** Given entries follows **

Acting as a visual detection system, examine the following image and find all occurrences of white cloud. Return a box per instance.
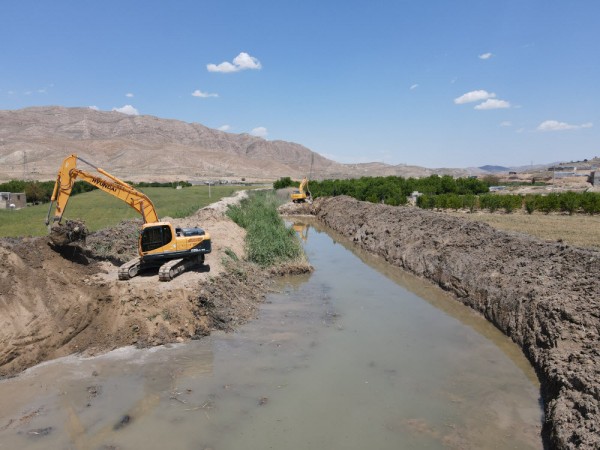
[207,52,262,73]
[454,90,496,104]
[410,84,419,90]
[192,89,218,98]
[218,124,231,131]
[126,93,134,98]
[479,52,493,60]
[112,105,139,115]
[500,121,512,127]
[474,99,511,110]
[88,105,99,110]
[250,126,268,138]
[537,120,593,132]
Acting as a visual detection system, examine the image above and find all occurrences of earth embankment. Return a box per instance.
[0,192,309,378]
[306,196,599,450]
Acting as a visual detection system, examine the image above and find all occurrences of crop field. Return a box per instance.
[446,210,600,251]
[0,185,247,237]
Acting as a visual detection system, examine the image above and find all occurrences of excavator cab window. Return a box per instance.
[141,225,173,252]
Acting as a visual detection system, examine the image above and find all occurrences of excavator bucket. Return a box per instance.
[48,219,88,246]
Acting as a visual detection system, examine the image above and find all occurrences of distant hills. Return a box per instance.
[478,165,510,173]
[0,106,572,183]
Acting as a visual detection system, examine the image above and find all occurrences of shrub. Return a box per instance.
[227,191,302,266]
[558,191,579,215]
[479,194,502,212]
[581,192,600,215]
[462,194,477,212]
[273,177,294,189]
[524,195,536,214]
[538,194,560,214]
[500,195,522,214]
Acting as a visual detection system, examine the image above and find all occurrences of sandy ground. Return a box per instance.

** End of Given entries **
** Given entries follows **

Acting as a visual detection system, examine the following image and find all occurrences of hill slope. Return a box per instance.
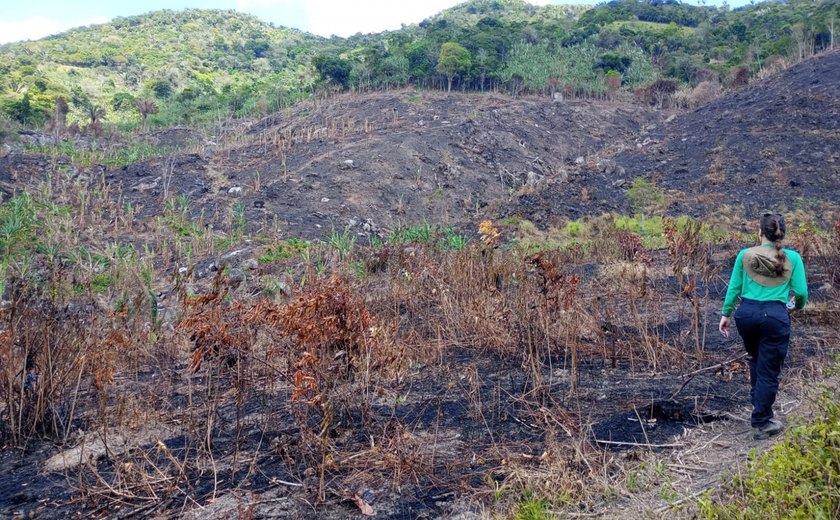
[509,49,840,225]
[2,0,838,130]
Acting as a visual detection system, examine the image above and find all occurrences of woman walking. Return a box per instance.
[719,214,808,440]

** End of Given entries **

▶ Task to complete:
The lines above from the one with "hills. Return a box per instance." through the one with "ground. Return a box per instance." are to be duplicated exactly, ends included, with nothing added.

▶ Written solution:
Acting as a visual detection system, examine the image above and find all occurrences of distant hills. Return a box per instance.
[478,165,510,173]
[0,106,572,183]
Acting as a visual detection system, examine the image above and find all occurrences of shrub. Return a box per instance.
[227,191,302,266]
[558,191,579,215]
[479,194,502,212]
[581,192,600,215]
[462,194,477,212]
[273,177,294,189]
[524,195,536,214]
[538,194,560,214]
[500,195,522,214]
Acting as a visual detection system, examine the image above and find all occurrences of sandy ground. Return a box per instance.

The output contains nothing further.